* **Task details**
Copy out the entries below word for word, from the first line through the line holding "point(400, 289)", with both ends included.

--- Start of Records for the task ---

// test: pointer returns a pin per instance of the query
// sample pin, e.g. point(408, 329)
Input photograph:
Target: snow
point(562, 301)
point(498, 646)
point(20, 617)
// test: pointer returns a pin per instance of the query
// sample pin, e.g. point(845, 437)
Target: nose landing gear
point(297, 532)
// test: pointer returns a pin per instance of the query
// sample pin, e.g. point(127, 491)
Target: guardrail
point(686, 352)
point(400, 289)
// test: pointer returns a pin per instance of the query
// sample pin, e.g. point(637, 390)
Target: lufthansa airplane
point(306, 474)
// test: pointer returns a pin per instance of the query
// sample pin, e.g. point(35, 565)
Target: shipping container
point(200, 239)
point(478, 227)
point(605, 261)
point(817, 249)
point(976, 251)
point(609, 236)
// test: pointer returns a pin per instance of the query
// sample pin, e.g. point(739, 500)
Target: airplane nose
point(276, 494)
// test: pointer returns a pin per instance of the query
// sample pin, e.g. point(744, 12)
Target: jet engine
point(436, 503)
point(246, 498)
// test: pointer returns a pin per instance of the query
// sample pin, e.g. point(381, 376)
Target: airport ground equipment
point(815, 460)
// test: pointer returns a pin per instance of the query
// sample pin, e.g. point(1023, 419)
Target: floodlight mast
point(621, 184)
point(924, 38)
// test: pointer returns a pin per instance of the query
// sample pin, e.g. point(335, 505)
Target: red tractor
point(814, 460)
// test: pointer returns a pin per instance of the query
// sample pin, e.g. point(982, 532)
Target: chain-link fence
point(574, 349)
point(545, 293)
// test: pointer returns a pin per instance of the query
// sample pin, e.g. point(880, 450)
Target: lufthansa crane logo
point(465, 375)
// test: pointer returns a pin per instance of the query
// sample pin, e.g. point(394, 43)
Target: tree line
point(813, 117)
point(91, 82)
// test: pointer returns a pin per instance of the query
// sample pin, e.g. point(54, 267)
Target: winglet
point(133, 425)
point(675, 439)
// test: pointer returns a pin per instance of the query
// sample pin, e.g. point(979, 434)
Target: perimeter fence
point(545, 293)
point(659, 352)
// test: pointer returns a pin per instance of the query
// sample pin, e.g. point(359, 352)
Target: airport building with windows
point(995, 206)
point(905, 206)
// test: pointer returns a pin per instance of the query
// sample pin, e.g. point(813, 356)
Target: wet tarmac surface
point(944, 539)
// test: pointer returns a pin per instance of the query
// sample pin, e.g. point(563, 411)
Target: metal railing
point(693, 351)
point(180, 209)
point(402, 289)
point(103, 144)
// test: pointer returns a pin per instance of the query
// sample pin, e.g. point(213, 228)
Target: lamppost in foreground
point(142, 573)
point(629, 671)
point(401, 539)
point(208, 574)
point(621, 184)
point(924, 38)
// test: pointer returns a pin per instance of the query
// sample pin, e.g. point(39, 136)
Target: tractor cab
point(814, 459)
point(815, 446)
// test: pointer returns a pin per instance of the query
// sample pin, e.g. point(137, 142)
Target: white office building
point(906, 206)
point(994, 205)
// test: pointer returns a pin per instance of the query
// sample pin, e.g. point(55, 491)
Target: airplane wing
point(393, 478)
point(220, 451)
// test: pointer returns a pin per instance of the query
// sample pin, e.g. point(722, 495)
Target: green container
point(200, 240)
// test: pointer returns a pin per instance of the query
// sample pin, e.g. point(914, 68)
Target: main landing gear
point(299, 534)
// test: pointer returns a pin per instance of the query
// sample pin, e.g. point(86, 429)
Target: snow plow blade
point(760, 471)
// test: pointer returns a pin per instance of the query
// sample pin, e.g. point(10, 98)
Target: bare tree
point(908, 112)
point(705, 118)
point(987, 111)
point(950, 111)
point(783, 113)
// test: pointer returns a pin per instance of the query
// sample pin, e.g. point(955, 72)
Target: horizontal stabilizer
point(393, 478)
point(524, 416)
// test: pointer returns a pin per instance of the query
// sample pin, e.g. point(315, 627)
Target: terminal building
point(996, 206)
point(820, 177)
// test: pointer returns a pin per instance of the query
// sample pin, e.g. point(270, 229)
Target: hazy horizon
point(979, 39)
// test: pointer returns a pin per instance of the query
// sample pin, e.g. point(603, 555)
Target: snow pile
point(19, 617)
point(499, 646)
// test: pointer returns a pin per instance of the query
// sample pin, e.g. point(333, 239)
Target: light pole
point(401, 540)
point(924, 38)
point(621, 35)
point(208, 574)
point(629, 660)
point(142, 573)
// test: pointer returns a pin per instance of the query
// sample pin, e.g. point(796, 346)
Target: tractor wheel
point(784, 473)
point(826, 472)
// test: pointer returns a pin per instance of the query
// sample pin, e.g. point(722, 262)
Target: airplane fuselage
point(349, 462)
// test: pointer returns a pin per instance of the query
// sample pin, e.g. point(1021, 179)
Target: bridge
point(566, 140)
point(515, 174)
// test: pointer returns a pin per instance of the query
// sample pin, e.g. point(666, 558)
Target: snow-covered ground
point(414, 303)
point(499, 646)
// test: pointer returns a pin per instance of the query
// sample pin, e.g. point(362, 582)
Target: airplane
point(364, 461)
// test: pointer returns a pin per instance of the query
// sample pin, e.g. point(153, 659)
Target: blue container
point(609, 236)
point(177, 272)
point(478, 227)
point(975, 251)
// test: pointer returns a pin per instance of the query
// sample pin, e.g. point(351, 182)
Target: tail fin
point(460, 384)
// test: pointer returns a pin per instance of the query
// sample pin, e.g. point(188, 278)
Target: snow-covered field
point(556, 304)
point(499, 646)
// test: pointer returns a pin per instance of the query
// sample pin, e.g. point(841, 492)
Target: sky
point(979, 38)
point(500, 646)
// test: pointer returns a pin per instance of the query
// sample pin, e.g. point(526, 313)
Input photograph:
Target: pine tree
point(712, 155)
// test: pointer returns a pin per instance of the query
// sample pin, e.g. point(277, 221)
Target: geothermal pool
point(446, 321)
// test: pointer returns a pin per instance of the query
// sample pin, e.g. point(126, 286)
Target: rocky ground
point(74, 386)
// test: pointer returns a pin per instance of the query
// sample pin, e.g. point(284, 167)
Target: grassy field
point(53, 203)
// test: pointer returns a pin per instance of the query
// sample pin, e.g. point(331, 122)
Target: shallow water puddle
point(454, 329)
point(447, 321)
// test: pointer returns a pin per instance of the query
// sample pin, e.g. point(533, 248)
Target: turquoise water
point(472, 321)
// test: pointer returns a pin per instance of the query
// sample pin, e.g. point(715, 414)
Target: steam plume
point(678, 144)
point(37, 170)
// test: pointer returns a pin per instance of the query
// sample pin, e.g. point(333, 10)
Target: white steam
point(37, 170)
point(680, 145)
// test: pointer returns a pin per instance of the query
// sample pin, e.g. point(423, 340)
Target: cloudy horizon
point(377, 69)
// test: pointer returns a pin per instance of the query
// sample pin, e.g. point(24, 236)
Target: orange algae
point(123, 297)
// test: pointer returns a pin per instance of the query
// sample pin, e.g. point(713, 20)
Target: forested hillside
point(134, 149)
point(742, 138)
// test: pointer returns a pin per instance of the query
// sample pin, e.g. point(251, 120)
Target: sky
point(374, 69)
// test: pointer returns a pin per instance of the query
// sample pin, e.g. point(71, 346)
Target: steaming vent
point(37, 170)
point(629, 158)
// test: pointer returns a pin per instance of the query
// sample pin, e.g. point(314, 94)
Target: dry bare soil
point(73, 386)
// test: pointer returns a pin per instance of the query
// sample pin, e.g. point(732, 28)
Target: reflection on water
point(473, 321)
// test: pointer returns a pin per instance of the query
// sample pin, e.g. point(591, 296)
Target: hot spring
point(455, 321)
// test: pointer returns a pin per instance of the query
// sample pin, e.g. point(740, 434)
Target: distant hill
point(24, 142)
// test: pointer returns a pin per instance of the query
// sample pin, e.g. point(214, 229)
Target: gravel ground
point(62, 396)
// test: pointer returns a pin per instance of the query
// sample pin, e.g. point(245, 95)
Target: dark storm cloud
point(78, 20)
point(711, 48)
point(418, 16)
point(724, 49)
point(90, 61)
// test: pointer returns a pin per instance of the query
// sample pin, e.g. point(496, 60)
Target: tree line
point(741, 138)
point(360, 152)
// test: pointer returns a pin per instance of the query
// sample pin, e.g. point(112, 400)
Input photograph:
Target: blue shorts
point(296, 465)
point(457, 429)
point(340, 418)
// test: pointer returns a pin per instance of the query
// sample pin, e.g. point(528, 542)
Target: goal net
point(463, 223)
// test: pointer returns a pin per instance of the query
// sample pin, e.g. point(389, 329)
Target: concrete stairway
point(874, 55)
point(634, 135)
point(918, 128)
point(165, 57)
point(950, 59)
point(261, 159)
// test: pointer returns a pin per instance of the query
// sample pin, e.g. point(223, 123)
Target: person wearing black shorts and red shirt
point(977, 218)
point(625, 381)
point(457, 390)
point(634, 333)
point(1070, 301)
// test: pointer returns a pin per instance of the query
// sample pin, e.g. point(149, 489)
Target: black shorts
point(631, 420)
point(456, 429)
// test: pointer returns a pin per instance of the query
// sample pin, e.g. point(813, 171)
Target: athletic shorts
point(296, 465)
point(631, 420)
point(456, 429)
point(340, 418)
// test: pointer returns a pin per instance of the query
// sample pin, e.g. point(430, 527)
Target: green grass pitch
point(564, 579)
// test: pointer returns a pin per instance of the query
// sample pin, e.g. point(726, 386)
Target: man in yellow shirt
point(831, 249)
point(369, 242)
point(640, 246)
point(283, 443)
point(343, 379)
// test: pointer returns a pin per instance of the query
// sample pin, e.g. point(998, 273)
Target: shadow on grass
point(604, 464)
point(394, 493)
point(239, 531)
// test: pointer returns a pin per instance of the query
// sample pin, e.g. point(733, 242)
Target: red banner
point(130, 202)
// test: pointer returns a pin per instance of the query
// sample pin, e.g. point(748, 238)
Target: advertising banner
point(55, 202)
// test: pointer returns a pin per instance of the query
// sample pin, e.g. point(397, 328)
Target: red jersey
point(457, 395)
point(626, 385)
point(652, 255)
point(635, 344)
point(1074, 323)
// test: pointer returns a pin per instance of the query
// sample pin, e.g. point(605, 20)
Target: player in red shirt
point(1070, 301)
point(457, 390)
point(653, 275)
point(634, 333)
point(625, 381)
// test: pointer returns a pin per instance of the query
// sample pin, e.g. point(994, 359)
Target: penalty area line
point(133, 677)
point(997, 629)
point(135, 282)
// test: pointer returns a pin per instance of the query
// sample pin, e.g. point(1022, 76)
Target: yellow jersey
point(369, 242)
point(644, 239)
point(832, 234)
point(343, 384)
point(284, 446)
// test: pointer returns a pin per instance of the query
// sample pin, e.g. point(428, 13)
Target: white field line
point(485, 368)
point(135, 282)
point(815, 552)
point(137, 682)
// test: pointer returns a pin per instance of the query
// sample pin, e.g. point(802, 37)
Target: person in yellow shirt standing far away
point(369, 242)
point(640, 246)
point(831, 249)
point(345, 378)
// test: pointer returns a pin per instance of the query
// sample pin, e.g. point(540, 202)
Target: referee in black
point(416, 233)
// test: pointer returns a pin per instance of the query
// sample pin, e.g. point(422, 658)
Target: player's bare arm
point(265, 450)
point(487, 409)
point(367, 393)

--- End of Records for the task ---

* **Task response**
// test: pointer returns a pin per instance of the query
// sample pin, e.g. point(408, 329)
Input photograph:
Target: snow
point(562, 301)
point(498, 646)
point(20, 617)
// test: pointer returns a pin per instance of the query
// sample pin, e.g. point(845, 437)
Target: nose landing gear
point(297, 532)
// test: pointer returns a pin per instance of the query
// sample pin, e.g. point(127, 491)
Target: guardrail
point(686, 352)
point(400, 289)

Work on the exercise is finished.